Amigos, muchísimas gracias por todos sus consejos.

Le cuento que después de seguir sus recomendaciones, finalmente la *solución estaba en dar un pinchazos a algunas soldaduras frías* (miren el video) que lo mas probable por "la edad" de la radio y por las condiciones en que la encontré (la basura) no hayan estado haciendo el contacto correcto: la frecuencia FM ya suena al mismo volumen que la AM, voy bien 

Ahora solo queda corregir la casetera. Buscaré la correa en el comercio para verificar el funcionamiento. Lo primero sera reparar el ruido de masa con las sugerencias que me han dado.

Una vez que haya resuelto "lo del ruido", *quiero poner una entrada para conectar pendrives, celulares, etc*..., es posible hacer eso??, me refiero a la instalación de una hembra stereo de plug chico para conectar un cable que me permita conectar esos dispositivos y *aprovechar el ampli de la radio*...así mezclo "lo viejo con lo nuevo"


----------



## farlin (Nov 23, 2016)

chagolkt dijo:
			
		

> no se kual sea tu motivación para dejarla al 100



Hola, amigo. Mi motivación es solo por "nostalgia" y de paso contribuir un poco en reciclar elementos que parecen inservibles. Como mencioné al comienzo, esta radio fue rescatada de un basurero, por lo que pensé que seria buena idea "revivirla".

Tu idea me parece muy buena. Ojala pongas algún video o foto para ver como quedó tu creación híbrida: un aparato digital con apariencia análoga.

Saludos!


----------



## Gatxan (Nov 25, 2016)

Si quieres ponerle una entrada para MP3 o lo que te apetezca, la manera más simple es localizar por dónde entra la señal de audio al potenciómetro de volumen e intercalar un jack de 3,5mm con conmutación, algo como lo de este diagrama adjunto. 
La idea es cortar las pistas que llevan el audio al potenciómetro, y las que vienen de las etapas anteriores entrarían por las patas 4 y 5 del conector y saldrían hacia el potenciómetro por las patas 2 y 3.

#####

■ TU OBJETIVO ■
Continúa el hilo de foro sobre la restauración de la radio rescatada de la basura a partir de su última oración.

#####

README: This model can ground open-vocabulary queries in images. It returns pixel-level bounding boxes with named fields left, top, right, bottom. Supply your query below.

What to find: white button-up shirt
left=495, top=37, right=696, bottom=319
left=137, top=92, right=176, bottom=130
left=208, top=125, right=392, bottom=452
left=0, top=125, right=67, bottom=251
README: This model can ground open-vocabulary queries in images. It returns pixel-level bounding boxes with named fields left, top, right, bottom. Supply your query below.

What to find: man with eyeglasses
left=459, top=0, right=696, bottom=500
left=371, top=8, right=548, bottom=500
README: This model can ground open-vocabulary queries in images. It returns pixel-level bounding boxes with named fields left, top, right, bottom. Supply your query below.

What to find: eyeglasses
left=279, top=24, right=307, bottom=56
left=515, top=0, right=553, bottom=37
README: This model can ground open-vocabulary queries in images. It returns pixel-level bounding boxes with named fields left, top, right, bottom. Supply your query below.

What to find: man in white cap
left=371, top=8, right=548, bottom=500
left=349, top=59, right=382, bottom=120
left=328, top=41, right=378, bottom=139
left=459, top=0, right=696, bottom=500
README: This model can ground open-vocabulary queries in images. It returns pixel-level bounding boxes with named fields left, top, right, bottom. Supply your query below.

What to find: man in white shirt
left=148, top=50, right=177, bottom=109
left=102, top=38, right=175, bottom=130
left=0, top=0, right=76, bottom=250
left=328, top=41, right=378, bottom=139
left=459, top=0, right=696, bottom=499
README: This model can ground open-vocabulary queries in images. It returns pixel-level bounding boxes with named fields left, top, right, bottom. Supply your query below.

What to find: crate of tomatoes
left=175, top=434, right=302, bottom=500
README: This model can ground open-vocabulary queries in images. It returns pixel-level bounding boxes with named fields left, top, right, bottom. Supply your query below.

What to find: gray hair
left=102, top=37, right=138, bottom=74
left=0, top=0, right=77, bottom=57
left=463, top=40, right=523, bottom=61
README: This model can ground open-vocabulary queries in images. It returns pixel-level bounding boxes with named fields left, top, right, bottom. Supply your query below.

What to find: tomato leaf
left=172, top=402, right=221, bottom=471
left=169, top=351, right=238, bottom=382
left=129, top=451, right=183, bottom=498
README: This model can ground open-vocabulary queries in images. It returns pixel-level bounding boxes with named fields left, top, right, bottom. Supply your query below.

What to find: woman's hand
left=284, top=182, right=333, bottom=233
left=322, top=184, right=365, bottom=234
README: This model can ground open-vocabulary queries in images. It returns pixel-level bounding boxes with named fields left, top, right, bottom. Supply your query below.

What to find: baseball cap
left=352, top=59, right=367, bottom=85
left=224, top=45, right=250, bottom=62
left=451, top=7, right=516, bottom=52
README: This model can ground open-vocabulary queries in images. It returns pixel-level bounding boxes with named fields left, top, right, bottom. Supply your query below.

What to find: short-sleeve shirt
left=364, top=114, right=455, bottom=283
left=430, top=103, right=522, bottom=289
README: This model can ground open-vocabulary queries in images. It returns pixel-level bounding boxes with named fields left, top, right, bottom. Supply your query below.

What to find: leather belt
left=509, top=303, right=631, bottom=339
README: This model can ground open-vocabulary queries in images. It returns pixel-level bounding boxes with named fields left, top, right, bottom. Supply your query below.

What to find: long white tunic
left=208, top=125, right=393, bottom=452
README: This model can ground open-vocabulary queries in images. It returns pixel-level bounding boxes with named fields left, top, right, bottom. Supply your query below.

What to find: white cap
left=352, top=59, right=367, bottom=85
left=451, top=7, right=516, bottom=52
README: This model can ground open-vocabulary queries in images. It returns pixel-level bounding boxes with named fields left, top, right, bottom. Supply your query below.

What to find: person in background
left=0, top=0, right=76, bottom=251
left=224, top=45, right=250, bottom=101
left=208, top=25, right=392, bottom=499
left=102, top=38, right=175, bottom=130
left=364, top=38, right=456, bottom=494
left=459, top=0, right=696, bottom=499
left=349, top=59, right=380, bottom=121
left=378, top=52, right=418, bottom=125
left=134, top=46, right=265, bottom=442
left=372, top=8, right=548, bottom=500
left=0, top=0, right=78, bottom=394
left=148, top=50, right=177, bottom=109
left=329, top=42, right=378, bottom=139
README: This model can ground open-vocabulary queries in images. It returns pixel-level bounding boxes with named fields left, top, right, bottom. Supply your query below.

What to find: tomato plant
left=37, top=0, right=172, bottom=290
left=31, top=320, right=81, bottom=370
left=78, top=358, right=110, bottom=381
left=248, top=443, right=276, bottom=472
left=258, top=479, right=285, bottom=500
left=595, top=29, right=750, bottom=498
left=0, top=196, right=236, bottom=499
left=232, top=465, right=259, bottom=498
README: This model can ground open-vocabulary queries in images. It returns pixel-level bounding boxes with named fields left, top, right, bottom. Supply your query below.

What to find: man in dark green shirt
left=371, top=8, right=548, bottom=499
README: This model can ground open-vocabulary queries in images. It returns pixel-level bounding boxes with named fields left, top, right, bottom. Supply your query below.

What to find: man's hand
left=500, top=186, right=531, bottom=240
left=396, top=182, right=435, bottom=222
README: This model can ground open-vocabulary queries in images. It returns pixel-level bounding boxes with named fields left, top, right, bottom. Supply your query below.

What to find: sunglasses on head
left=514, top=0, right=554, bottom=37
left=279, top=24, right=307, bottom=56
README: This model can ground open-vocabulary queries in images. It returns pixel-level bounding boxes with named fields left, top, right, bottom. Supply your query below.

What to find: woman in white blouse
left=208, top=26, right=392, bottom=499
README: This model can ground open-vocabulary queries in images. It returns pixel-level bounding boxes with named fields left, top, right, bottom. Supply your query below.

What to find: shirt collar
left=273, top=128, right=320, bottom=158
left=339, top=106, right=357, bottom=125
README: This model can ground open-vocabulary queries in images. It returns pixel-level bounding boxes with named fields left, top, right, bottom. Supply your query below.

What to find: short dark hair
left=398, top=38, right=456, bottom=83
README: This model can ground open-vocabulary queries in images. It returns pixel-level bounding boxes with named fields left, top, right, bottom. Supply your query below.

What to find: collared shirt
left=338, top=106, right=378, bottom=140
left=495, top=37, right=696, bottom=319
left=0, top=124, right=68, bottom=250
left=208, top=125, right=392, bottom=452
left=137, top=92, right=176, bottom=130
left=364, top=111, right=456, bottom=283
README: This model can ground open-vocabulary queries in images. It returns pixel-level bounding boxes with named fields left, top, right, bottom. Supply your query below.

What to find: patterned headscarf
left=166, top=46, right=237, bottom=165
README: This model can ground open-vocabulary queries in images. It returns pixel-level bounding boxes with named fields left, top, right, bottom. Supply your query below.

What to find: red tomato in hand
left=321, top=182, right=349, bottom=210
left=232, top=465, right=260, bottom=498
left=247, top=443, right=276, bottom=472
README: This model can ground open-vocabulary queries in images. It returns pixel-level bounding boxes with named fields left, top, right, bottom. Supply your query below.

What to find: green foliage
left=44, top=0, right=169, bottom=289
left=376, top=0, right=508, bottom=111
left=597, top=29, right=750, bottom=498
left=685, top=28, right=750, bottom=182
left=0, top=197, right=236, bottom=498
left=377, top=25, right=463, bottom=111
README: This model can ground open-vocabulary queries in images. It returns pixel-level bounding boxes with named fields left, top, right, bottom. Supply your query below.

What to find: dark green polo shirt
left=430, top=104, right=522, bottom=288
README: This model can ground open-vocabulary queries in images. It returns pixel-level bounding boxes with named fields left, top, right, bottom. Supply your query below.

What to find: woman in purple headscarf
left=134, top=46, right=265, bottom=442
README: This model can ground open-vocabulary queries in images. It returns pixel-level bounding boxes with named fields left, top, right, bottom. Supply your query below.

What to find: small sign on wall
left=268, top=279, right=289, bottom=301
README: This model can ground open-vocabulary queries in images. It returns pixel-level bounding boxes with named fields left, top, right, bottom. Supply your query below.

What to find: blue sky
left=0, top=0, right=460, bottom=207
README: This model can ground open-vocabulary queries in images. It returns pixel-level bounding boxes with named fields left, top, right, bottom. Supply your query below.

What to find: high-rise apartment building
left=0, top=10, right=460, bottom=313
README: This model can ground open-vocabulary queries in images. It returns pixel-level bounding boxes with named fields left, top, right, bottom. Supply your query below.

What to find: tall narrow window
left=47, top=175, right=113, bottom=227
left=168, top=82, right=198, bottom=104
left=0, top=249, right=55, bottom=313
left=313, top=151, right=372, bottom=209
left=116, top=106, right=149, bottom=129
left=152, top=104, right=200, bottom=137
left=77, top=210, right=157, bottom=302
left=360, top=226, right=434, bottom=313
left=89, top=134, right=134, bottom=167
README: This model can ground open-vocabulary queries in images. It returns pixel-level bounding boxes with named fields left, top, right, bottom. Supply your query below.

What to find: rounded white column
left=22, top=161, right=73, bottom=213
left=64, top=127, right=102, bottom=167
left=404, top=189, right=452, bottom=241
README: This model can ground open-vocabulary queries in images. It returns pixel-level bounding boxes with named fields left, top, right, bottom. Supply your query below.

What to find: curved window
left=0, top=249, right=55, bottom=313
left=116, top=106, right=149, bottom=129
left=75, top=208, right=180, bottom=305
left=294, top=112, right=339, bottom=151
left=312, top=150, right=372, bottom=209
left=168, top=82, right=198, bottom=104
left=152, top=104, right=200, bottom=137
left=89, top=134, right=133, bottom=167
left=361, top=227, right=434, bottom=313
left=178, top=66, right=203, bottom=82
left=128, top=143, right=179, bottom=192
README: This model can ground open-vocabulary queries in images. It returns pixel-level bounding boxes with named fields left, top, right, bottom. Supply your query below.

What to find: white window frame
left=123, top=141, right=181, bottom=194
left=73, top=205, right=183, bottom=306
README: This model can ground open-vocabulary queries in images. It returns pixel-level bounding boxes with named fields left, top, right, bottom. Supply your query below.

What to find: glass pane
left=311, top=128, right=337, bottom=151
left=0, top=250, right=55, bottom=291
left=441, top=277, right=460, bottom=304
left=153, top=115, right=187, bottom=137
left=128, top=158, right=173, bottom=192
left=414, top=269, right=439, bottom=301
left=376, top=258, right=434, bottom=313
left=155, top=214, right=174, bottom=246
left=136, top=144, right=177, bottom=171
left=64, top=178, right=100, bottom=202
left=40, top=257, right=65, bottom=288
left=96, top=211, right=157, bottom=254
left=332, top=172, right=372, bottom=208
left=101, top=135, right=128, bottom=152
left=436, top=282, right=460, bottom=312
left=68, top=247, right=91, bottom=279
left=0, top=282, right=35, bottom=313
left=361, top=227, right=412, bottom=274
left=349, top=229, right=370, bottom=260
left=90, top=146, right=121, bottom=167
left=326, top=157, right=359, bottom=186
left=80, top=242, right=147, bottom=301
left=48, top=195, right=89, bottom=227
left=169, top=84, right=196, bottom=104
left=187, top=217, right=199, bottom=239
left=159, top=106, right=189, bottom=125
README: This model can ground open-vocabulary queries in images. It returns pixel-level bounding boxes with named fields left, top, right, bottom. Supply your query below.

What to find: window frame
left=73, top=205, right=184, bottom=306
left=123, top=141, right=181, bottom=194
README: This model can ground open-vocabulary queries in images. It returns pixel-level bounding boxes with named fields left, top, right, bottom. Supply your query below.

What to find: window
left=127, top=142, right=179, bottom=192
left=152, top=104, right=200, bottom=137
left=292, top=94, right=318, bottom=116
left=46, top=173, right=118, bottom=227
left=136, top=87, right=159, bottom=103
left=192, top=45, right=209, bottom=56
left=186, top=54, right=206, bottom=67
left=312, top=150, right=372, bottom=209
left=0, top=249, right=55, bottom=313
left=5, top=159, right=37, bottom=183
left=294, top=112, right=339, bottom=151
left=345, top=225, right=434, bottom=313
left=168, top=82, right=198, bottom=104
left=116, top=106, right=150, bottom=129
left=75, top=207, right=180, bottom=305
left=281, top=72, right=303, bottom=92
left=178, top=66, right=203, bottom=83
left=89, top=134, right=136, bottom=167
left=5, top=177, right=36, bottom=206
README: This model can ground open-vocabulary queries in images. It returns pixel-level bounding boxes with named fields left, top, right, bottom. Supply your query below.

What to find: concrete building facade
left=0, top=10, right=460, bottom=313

#####

■ RESULTADO DEL EJERCICIO ■
De esta manera, cuando instertes tu jack, se desconectaría el audio que viene de la radio ó cassette, y pasaría directo al control de volumen y sección de potencia tu audio externo.


----------



## unmonje (Ene 23, 2022)

farlin dijo:


> ¡Hola amigos!
> Un gusto saludarlos.
> Les quiero contar que encontré tirada en un basurero una linda radio cassette ochentera. Según su dueño estaba inservible, pero en esta vida nada es inservible así que me la regalo y me fui con la convicción que volvería a sonar.
> La desarme y revisé, y claro, no daba señales de vida. Seguí sacándole polvo, telarañas, barro, grasa etc.., hasta que SONO!, valió la pena el esfuerzo y haber decidido rescatarla.
> ...


Hay en Argentina en el barrio de Balbanera, en la calle Boulogne sur Mer, esquina Valentín Alsina  una casa que aún tiene correas --> Teléfono 011-4865-4226 , por ahí te mandan una encomienda con varias correas, incluso algun cabezal.

Localizador de  Google MAP    --->  9HVV+R6 Buenos Aires



farlin dijo:


> Gracias por las gentiles respuestas.
> Buscaré las correas y revisaré las soldaduras del cabezal.
> 
> Porque la FM suena tan despacio y no enciende la luz roja "FM STEREO"???, por donde puedo empezar revisando???


No lo quiero liar a usted pero trataré de explicarle....
En una emisora de FM estereo, cuando la señal de entrada es baja o imperfecta, no alcanza la amplitud, para decodificar la señal de 19khz que viene como sub-portadora, que se usa para separar los 3 canales, entonces solo se escucha en MONO.
¿ que 3 canales ?  A ,B , AB


----------



## DOSMETROS (Ene 23, 2022)

Si , la historia completa es una risa , un muchacho amigo estaba reparando un grabador de esos grandes que en cassette solo andaba un canal.

Le había cambiado integrado de salida , llave selectora radio-cassette , integrado del pre y no se cuantas cosas más y seguía sin audio un canal del cassette , todo despeinado , cara de loco , los anteojos en la punta de la nariz , lo miro , me siento , pongo el aparatazo sobre mis piernas , saco cassette , meto dedo para accionar el seguro y le mando récord stop varias veces a lo loco , quito dedo , meto cassette y le doy play  ...ASUNTO SOLUCIONADO ... la llave de cambio record-play se ensucia al no usarla , sus contactos bañados en plata se ponen negros , es imposible desarmarlas para limpiarlas y cambiarlas sería un desastre !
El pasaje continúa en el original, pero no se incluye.